KNN - Max Heap k=1: 
[[(2,  5.91607978)]
 [(2, 22.91287847)]]
KNN - Max Heap k=2: 
[[(1,  8.94427191) (2,  5.91607978)]
 [(1, 27.38612788) (2, 22.91287847)]]
KNN - Max Heap k=3: 
[[(0, 14.96662955) (1,  8.94427191) (2,  5.91607978)]
 [(0, 33.67491648) (1, 27.38612788) (2, 22.91287847)]]


## KNN Brute Force - Median of Medians To Find Top K
Here we use brute force KNN to find find all distances, then we will use the Median of Medians algorithm to find the smallest K. Finding smallest K will have a time complexity of O(n).

### Median of Medians
Median of Medians is an selection algorithm that finds the kth order statistic of an unordered list in O(n) time complexity. To find the smallest k, we will find the kth order statistic and then find all elements equal to or smaller than that order statistic.

In [67]:
def medians_of_medians(array, k=0):
    
    # Base Case When Small Array Is Given - Just Find Median
    if array.size <= 5:
        return np.sort(array)[int(k)]
    
    # Make Lists Of Size 5 From Original Input    
    subsets_size_five = np.array(list(map(lambda x: array[x:x+5], range(0, array.size, 5))))
    
    # Find The Median Of Every Sublist
    # If Sublist Even Return One Of The Two Numbers
    median_of_subsets = np.array(list(map(lambda x: np.sort(x)[int(x.size/2)], subsets_size_five)))
    
    # Find Median Of List Of Medians
    mom = medians_of_medians(median_of_subsets, int(median_of_subsets.size/2))

■ Entries supplied:

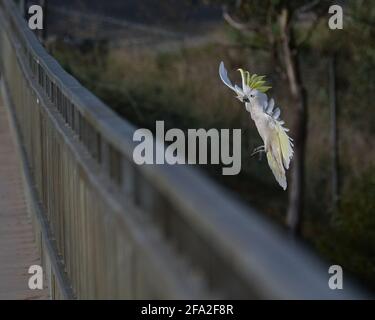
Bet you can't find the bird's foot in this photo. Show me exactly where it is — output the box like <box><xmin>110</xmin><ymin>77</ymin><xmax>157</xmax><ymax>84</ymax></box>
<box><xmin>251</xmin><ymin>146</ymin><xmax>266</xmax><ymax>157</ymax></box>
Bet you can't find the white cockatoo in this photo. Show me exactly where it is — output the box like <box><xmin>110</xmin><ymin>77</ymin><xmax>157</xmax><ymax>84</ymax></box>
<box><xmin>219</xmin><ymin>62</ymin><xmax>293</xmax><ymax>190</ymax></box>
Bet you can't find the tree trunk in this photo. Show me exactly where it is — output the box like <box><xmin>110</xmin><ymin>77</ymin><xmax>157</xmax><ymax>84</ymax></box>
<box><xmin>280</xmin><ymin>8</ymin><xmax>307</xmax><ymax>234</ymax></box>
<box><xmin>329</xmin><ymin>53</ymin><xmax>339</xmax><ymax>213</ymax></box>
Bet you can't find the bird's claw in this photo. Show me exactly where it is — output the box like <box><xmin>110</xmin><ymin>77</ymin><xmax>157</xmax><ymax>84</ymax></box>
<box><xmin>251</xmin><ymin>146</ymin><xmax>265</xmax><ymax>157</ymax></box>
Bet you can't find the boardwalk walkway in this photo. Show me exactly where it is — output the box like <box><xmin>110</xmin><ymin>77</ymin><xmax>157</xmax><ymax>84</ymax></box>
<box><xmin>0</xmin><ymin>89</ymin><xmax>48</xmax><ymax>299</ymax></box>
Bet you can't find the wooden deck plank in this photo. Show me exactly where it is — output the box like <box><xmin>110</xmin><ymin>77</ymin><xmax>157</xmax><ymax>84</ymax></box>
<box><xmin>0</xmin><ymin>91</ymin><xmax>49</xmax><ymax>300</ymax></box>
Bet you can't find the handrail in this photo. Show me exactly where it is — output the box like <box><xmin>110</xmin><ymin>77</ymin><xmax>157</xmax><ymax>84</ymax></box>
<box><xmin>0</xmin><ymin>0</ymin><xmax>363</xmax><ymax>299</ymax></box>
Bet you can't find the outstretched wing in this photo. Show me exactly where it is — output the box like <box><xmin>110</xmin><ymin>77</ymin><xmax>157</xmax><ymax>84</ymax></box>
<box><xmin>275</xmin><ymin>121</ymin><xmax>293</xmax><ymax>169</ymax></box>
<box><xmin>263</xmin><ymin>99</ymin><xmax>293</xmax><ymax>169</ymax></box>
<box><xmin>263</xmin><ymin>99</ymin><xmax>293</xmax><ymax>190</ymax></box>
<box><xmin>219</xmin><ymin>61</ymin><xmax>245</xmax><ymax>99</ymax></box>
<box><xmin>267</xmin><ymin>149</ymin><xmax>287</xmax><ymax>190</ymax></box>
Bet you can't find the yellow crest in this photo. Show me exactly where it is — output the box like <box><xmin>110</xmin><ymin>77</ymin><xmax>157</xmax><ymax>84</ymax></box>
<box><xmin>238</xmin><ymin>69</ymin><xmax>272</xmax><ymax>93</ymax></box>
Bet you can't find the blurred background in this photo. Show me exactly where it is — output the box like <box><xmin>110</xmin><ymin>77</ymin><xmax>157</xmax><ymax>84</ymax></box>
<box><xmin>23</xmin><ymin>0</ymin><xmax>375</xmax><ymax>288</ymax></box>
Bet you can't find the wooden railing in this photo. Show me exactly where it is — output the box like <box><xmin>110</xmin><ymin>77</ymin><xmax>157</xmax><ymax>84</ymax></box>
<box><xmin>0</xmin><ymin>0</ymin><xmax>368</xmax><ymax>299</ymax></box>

■ Job 1: Please decide whether each statement agrees with the KNN text, answering yes or no and quoting the words that settle it: (a) Median of Medians finds the kth order statistic of an unordered list in O(n) time. (b) The base case applies when the array holds 10 or fewer values. (c) Finding the smallest K has a time complexity of O(n log n).
■ Job 2: Update the KNN text starting at "# Base Case" and ending at "x: np.sort(x)[int(x.size/2)], subsets_size_five)))", putting "Subset" wherever "Sublist" appears.
The items aren't needed here.

■ Final answer 1:
(a) Yes: "Median of Medians is an selection algorithm that finds the kth order statistic of an unordered list in O(n) time complexity."
(b) No: "if array.size <= 5:"
(c) No: "Finding smallest K will have a time complexity of O(n)."

■ Final answer 2:
# Base Case When Small Array Is Given - Just Find Median
    if array.size <= 5:
        return np.sort(array)[int(k)]
    
    # Make Lists Of Size 5 From Original Input    
    subsets_size_five = np.array(list(map(lambda x: array[x:x+5], range(0, array.size, 5))))
    
    # Find The Median Of Every Subset
    # If Subset Even Return One Of The Two Numbers
    median_of_subsets = np.array(list(map(lambda x: np.sort(x)[int(x.size/2)], subsets_size_five)))